DATA LISTING
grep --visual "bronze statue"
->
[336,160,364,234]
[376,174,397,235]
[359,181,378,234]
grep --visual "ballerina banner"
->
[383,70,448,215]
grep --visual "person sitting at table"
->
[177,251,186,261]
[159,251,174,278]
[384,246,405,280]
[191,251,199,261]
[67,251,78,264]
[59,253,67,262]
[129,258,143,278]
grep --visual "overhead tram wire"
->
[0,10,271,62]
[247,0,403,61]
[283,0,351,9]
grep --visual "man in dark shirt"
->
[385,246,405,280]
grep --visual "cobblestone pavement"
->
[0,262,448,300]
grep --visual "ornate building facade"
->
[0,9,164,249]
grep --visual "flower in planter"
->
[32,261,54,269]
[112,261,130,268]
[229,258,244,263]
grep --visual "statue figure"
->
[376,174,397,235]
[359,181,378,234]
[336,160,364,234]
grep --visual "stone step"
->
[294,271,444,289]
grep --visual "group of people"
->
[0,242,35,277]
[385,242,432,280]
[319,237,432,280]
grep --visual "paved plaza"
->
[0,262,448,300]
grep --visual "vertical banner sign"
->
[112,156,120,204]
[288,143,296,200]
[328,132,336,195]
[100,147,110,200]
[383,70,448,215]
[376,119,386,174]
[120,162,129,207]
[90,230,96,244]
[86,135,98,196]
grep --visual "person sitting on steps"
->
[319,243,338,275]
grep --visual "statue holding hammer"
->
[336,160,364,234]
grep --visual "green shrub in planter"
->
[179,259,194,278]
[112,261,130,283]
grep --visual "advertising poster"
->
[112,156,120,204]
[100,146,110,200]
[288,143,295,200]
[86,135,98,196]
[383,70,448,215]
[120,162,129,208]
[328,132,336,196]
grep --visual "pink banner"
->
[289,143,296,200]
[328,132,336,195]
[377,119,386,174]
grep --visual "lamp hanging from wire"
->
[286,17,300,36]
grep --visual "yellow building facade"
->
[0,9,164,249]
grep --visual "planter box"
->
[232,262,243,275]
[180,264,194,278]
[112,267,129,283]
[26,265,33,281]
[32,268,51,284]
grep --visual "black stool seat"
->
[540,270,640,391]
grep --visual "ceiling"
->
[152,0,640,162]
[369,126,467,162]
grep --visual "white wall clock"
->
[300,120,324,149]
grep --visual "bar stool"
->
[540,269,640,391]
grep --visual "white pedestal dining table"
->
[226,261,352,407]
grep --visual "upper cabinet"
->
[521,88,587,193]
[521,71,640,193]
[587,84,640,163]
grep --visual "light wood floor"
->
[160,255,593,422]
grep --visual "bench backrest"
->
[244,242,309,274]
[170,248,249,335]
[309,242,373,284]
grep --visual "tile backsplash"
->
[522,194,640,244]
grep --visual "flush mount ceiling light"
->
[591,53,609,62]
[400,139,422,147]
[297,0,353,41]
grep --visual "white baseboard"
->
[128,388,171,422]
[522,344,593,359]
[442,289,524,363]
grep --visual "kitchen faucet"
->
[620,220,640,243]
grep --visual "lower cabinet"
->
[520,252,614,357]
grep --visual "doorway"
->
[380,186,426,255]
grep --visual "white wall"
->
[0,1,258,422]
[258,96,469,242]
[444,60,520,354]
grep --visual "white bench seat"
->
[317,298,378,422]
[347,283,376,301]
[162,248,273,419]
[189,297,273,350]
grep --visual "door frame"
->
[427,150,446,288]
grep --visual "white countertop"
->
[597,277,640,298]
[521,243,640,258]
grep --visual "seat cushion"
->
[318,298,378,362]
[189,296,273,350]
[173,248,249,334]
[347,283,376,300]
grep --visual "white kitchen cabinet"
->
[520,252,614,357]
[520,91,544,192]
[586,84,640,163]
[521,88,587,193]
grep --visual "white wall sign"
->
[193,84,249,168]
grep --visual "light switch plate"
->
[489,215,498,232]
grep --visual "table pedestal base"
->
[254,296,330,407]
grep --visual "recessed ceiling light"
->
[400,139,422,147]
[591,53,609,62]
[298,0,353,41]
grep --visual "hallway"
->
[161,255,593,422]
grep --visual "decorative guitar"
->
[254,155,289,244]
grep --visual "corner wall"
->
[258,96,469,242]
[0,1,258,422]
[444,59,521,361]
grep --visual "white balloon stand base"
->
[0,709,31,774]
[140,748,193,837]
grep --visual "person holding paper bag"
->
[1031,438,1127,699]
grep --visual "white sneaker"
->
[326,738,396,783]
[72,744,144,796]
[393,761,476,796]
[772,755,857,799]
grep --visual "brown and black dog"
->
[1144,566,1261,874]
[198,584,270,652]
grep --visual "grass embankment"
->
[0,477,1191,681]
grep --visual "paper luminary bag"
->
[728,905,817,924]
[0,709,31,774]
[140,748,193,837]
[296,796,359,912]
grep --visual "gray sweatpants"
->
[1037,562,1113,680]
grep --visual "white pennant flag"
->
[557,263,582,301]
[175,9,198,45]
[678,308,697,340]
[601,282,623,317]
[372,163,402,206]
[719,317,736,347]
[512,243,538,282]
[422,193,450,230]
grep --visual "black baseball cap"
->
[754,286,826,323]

EXERCISE INSTRUCTIONS
Rewrite the records, changing every "statue" to "sculpture" and leaving everything else as it is.

FULL OUTPUT
grep --visual "bronze sculpture"
->
[336,160,364,234]
[376,174,397,235]
[359,181,378,234]
grep --visual "ballerina banner"
->
[383,70,448,215]
grep --visual "person sitting at table"
->
[177,251,186,261]
[159,251,174,278]
[384,246,405,280]
[191,251,199,261]
[67,251,78,264]
[59,253,67,262]
[129,258,143,278]
grep --visual "overhead tram wire"
->
[0,10,271,62]
[247,0,403,61]
[283,0,351,9]
grep --visual "man in dark shirt"
->
[385,246,405,280]
grep --visual "cobblestone pavement"
->
[0,262,448,300]
grep --visual "ornate building facade"
->
[0,9,164,249]
grep --visual "flower in planter"
->
[32,261,54,269]
[112,261,130,268]
[229,258,244,263]
grep --visual "sculpture figure"
->
[376,174,397,235]
[359,181,378,234]
[336,160,364,234]
grep --visual "stone step"
->
[294,271,444,289]
grep --visual "group of people"
->
[0,242,35,277]
[385,242,432,280]
[319,237,432,280]
grep --visual "paved plaza"
->
[0,262,448,300]
grep --visual "vertical banner sign"
->
[112,156,120,204]
[288,143,296,200]
[328,132,336,195]
[100,147,110,200]
[383,70,448,215]
[376,119,386,174]
[120,162,129,207]
[90,230,96,244]
[86,135,98,196]
grep --visual "person sitting on steps"
->
[319,243,338,275]
grep --visual "sculpture holding hammer"
->
[336,160,364,234]
grep --visual "green shrub in planter"
->
[179,259,194,278]
[112,261,130,283]
grep --visual "advertising poster"
->
[112,156,120,204]
[100,146,110,200]
[288,143,295,200]
[86,135,98,196]
[383,70,448,215]
[120,162,129,208]
[328,132,336,196]
grep --visual "pink banner"
->
[289,143,296,200]
[328,132,336,195]
[377,119,386,174]
grep --visual "lamp hanging from wire"
->
[286,17,300,36]
grep --visual "yellow building facade"
->
[0,9,164,249]
grep --visual "planter box"
->
[232,262,243,275]
[180,264,194,278]
[112,267,129,283]
[26,265,33,281]
[32,268,51,284]
grep --visual "black stool seat"
->
[540,270,640,391]
grep --visual "ceiling"
->
[152,0,640,162]
[369,126,467,162]
grep --visual "white wall clock"
->
[300,120,324,149]
grep --visual "bar stool"
->
[540,269,640,391]
grep --visual "white pedestal dining table"
->
[226,261,352,407]
grep --visual "upper cabinet"
->
[521,88,587,193]
[521,71,640,193]
[587,84,640,163]
grep --visual "light wood floor"
->
[160,255,593,422]
grep --visual "bench backrest"
->
[244,242,309,274]
[170,248,249,335]
[309,242,373,284]
grep --visual "tile backsplash"
->
[522,194,640,244]
grep --visual "flush mount ceiling light"
->
[591,53,609,62]
[400,139,422,147]
[297,0,353,41]
grep --visual "white baseboard"
->
[128,388,171,422]
[522,344,593,359]
[442,289,524,363]
grep --visual "kitchen faucet"
->
[620,220,640,243]
grep --visual "lower cabinet"
->
[520,252,614,357]
grep --visual "doorway"
->
[380,186,426,255]
grep --visual "white wall"
->
[0,1,258,422]
[258,96,469,242]
[444,60,520,354]
grep --visual "white bench seat"
->
[317,298,378,422]
[347,283,376,301]
[162,248,273,419]
[189,297,273,350]
grep --visual "door frame"
->
[427,150,446,288]
grep --visual "white countertop"
->
[597,277,640,298]
[521,243,640,258]
grep --visual "seat cushion"
->
[318,298,378,362]
[189,296,273,350]
[173,248,249,334]
[347,283,376,300]
grep --visual "white kitchen cabinet"
->
[520,252,614,357]
[520,91,544,192]
[586,84,640,163]
[521,88,587,193]
grep --visual "white wall sign"
->
[193,84,249,168]
grep --visual "light switch plate"
->
[489,215,498,232]
grep --visual "table pedestal base"
->
[254,296,330,407]
grep --visual "recessed ceiling light"
->
[400,139,422,147]
[591,53,609,62]
[298,0,353,41]
grep --visual "hallway"
->
[161,255,593,422]
grep --visual "decorative guitar"
->
[254,155,289,244]
grep --visual "corner wall"
->
[258,96,469,242]
[0,1,258,422]
[444,59,521,361]
grep --visual "white balloon stand base"
->
[0,709,31,774]
[140,748,193,837]
grep --visual "person holding paper bag"
->
[1031,438,1127,699]
grep --visual "white sneaker"
->
[326,738,396,783]
[72,744,144,796]
[393,761,476,796]
[772,755,857,799]
grep --visual "brown and black dog"
->
[1144,566,1261,874]
[198,584,270,652]
grep --visual "grass embankment"
->
[0,477,1191,681]
grep --visual "paper luminary bag"
->
[728,905,817,924]
[0,709,31,774]
[140,748,193,837]
[296,796,359,912]
grep --visual "gray sweatpants"
->
[1037,562,1113,680]
grep --visual "white pennant flag"
->
[557,263,582,301]
[175,9,198,45]
[678,308,697,340]
[601,282,623,317]
[372,163,402,206]
[719,317,736,347]
[512,243,538,282]
[422,193,450,230]
grep --visual "black baseball cap"
->
[754,286,826,323]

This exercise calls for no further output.